Verse 21: And he began to say unto them, This day is this scripture fulfilled in your ears.
This is quoted from Isaiah 61 where He actually uses the term “good tidings.” Jesus, being the YHVH of the Old Testament inspired Isaiah to write this verse about Himself when He would come in human form as Jesus Christ. When He did come, He proclaimed that these verses were about Himself. This is interesting. It is like a time machine and in effect, it is almost like Jesus Christ anointed Himself in advance.
But for what job did He anoint Himself? He tells us here in verse 18 that He anointed Himself for the job of the preaching of the Gospel – the Good Tidings. Yes, He healed people as well; and this fact is quite frequently linked to the preaching of the Gospel. He talks about healing the sick and about preaching the Gospel. But His number one priority was preaching the Gospel of the Kingdom of God.
I have sometimes wondered, because of the frequent scriptural tie-in between the preaching of the Gospel and the healing of the sick, if one of the reasons why it doesn’t seem that quite as many miraculous healings are taking place today might be because the true Gospel has been suppressed, and even perverted to some extent. That is just a personal speculation. I am not saying that God does not heal today. He certainly does. But, I am wondering how much of a tie-in between those two things.

DATASET EXTRACT.
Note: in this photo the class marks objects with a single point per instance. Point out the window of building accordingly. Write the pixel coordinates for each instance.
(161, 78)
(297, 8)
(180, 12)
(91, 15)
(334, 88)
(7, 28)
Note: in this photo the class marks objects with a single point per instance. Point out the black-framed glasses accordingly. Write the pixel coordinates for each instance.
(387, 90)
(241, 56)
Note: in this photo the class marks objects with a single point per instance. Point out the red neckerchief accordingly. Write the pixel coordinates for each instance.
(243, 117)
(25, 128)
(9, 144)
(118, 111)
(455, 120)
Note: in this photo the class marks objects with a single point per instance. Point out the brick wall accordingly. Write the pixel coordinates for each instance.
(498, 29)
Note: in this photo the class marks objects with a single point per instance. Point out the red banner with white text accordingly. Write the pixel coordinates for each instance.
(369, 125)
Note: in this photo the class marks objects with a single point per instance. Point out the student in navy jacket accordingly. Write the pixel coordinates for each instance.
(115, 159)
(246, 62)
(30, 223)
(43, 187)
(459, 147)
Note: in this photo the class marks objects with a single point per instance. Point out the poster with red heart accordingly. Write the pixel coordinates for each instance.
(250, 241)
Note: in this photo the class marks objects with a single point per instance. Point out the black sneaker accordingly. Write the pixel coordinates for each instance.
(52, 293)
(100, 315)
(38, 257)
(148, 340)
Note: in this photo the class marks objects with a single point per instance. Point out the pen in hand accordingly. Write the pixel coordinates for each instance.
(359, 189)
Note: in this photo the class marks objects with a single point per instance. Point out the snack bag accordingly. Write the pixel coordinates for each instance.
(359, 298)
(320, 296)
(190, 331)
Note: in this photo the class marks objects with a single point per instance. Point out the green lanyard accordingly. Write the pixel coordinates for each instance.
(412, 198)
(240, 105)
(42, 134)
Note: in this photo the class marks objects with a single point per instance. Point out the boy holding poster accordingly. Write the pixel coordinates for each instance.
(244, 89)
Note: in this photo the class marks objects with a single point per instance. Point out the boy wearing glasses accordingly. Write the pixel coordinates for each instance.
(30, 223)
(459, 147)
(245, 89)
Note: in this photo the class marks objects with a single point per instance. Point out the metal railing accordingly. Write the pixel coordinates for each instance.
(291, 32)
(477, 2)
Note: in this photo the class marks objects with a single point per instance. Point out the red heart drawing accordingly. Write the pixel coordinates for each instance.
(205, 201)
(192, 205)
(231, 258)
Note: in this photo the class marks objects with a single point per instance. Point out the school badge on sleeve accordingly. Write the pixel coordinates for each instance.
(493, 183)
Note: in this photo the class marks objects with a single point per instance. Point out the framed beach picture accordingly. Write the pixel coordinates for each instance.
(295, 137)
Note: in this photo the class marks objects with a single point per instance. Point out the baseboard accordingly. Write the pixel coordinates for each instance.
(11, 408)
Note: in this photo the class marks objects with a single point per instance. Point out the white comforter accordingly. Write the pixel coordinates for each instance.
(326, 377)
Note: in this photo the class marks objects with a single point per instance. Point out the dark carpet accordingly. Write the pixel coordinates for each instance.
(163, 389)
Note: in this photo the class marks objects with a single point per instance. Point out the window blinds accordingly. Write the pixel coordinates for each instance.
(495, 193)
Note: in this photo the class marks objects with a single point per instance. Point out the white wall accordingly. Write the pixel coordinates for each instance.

DIRECTIVE A.
Answer these about the commentary on verse 21, one line each:
(i) From which chapter of Isaiah is the verse quoted?
(ii) In which verse does He say He anointed Himself for preaching the Gospel?
(iii) What was His number one priority?
DIRECTIVE B. Carry on the commentary on verse 21 from the point where it stops.
The records have no connection to the text.

EXERCISE RESULT A.
(i) Isaiah 61
(ii) Verse 18
(iii) Preaching the Gospel of the Kingdom of God

EXERCISE RESULT B.
Another question for our "Correspondence Course": What message did Jesus Christ send to John the Baptist, to strengthen him, when his faith was apparently wavering?
Then Jesus answering said unto them, Go your way, and tell John what things ye have seen and heard; how that the blind see, the lame walk, the lepers are cleansed, the deaf hear, the dead are raised, to the poor the gospel is preached.
We repeat our main question: What did Jesus do? He preached the Gospel.
Next questions: Was the Gospel to be preached by Jesus only? What did the disciples preach? Even while He was still alive, what did Jesus commission His disciples to do?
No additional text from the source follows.